**Exercise**
Exact wording is needed for every line from the one holding "Game engine object recognition — detect wall-mounted" to the end of the records below; write those lines out and omit the pictures.
[Data for this task Boundary: Start]
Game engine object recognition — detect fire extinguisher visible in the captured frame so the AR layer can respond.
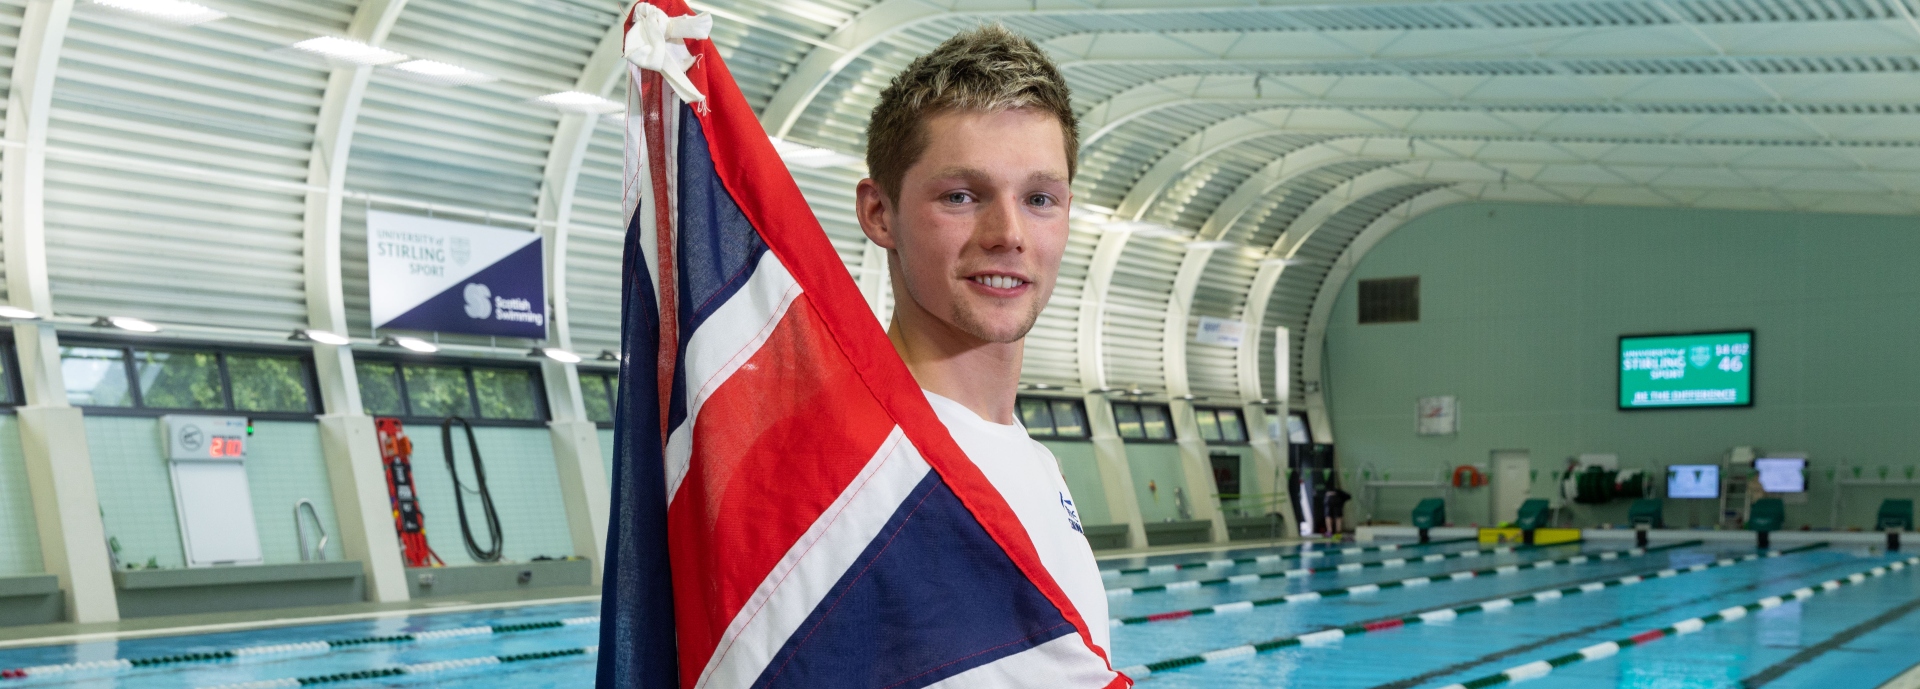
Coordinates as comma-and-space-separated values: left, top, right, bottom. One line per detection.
376, 418, 443, 568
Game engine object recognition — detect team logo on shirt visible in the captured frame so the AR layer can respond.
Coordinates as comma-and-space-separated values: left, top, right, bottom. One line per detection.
1060, 492, 1083, 534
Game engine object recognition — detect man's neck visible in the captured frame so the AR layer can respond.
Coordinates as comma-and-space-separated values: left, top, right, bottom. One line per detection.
888, 308, 1023, 425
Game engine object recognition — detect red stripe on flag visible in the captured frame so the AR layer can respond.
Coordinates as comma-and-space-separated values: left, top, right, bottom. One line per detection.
642, 69, 679, 443
666, 295, 897, 685
1146, 611, 1194, 622
1628, 630, 1666, 645
1364, 619, 1406, 632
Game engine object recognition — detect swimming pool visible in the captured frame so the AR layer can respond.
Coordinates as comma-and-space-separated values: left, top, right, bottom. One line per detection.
1, 538, 1912, 688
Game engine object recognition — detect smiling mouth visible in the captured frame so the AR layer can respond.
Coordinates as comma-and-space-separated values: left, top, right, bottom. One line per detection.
969, 275, 1028, 290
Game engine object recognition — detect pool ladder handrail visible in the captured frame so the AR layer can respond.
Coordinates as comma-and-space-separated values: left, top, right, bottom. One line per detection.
294, 499, 328, 562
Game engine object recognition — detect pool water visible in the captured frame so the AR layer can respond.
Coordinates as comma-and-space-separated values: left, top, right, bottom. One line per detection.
2, 539, 1913, 688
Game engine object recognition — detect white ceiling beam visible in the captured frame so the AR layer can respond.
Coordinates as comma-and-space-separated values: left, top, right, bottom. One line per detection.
300, 0, 408, 416
3, 0, 75, 407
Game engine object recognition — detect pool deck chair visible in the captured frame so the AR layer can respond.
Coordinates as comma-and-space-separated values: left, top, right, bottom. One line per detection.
1749, 498, 1785, 549
1515, 499, 1550, 545
1412, 498, 1447, 544
1880, 499, 1913, 552
1629, 499, 1664, 548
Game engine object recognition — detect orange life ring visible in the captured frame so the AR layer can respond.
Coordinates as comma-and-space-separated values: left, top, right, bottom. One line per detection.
1452, 465, 1487, 488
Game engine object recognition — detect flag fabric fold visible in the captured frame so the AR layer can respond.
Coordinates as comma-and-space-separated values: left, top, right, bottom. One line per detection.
596, 2, 1129, 688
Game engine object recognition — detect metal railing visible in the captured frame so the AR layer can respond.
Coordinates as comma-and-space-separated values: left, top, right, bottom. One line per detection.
294, 499, 328, 562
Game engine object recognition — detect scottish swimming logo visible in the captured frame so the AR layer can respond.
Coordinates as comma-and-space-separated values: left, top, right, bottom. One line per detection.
464, 283, 492, 318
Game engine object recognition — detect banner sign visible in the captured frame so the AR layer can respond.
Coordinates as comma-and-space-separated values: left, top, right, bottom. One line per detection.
367, 210, 547, 339
1195, 316, 1245, 346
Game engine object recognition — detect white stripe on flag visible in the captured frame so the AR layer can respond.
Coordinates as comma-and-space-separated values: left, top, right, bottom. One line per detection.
663, 252, 803, 503
695, 428, 931, 689
920, 634, 1118, 689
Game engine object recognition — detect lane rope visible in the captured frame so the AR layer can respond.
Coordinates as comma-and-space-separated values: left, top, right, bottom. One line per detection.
0, 616, 598, 681
1433, 554, 1920, 689
1112, 540, 1704, 626
1117, 542, 1829, 679
1101, 538, 1478, 578
190, 645, 599, 689
1108, 541, 1584, 597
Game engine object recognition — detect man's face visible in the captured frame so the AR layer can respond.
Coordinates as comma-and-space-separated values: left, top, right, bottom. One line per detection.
858, 107, 1071, 344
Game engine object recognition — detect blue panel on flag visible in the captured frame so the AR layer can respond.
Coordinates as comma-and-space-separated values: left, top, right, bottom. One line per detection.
750, 472, 1077, 689
379, 239, 549, 339
677, 104, 768, 331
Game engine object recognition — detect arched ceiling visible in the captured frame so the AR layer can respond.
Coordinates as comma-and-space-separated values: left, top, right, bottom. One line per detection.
14, 0, 1919, 411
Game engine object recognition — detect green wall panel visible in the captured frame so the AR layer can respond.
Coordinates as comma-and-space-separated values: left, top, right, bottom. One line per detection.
1124, 443, 1189, 523
0, 416, 43, 576
1324, 202, 1920, 529
404, 425, 575, 564
599, 428, 614, 481
1040, 440, 1109, 525
87, 416, 346, 569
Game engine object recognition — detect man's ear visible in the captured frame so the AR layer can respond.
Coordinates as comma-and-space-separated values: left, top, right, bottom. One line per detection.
855, 178, 896, 250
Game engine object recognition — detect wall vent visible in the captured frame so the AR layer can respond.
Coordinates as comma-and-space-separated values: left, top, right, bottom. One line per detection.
1358, 276, 1419, 324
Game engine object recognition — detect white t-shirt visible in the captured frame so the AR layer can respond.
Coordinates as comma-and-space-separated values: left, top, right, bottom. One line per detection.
924, 390, 1112, 657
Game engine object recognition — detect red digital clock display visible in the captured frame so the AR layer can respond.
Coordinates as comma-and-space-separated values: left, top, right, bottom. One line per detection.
207, 436, 244, 457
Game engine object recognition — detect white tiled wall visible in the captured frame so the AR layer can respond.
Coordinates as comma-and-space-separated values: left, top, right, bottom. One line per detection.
246, 421, 346, 563
0, 415, 45, 576
403, 424, 576, 564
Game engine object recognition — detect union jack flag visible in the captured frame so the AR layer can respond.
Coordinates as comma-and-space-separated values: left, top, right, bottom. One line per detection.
595, 2, 1129, 688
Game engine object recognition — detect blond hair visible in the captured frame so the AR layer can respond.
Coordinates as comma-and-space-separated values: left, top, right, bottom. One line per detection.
864, 24, 1078, 202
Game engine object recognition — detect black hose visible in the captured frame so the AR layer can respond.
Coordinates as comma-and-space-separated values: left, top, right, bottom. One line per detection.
441, 416, 503, 563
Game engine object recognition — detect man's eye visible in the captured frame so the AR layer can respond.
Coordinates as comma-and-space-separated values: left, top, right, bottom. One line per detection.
1028, 194, 1055, 207
945, 192, 971, 204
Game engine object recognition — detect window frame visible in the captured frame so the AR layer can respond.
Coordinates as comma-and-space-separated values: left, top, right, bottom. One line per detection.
1196, 406, 1250, 445
1017, 395, 1089, 440
0, 336, 24, 409
59, 336, 322, 420
578, 367, 618, 427
1110, 401, 1176, 443
355, 354, 550, 427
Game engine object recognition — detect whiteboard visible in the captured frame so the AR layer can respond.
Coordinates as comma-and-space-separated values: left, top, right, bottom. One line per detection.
170, 460, 264, 567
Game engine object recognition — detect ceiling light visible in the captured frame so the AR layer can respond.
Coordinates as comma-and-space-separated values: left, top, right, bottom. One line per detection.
534, 91, 624, 114
292, 37, 409, 67
290, 329, 351, 346
380, 335, 438, 353
0, 306, 38, 320
92, 0, 225, 25
1186, 240, 1237, 251
769, 137, 863, 169
531, 347, 582, 364
1258, 398, 1272, 404
94, 316, 159, 333
391, 59, 497, 87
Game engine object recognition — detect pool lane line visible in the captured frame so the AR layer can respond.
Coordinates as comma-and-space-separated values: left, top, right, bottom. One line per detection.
1369, 554, 1877, 689
0, 616, 599, 681
192, 644, 599, 689
1110, 540, 1704, 626
1101, 538, 1478, 578
1116, 542, 1828, 679
1106, 540, 1583, 597
1433, 554, 1920, 689
1739, 590, 1920, 687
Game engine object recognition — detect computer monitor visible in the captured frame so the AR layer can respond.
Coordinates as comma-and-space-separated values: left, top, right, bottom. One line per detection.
1755, 458, 1807, 494
1667, 464, 1721, 499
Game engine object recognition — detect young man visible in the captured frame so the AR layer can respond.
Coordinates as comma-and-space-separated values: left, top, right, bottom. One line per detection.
855, 25, 1113, 666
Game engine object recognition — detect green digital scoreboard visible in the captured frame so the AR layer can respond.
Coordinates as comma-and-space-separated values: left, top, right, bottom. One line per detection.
1619, 331, 1753, 409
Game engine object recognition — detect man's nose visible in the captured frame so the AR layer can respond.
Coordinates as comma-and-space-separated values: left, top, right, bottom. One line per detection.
976, 195, 1026, 253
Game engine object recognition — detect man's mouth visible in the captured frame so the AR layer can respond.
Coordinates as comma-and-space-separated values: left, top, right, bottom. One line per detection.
968, 275, 1029, 290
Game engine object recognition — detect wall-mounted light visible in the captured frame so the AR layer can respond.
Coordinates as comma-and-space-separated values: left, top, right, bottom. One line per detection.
597, 350, 622, 362
530, 347, 582, 364
0, 306, 39, 320
380, 335, 438, 353
290, 329, 351, 346
94, 316, 159, 333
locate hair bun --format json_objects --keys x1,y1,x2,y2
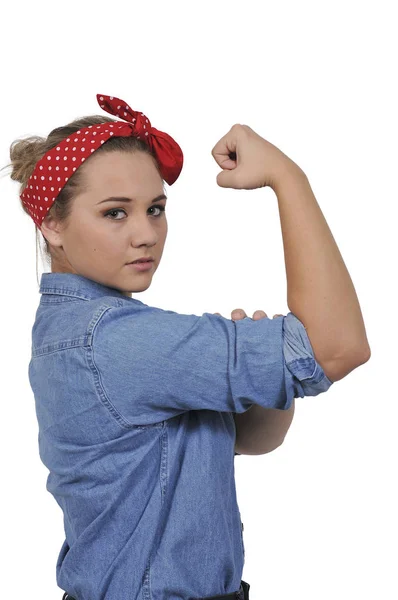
[Data for this task Boundary: End]
**Solution for this problem**
Game engine object recognition — detect wall-mounted light visible in the captured frame so the AR layer can respond.
Coordinates as comma-and-space-separated values: left, top, right, bottom. One line per detection.
597, 350, 622, 362
530, 347, 582, 364
0, 306, 39, 320
380, 335, 438, 353
290, 329, 351, 346
94, 316, 159, 333
locate hair bun --format json_objects --keys x1,y1,x2,y2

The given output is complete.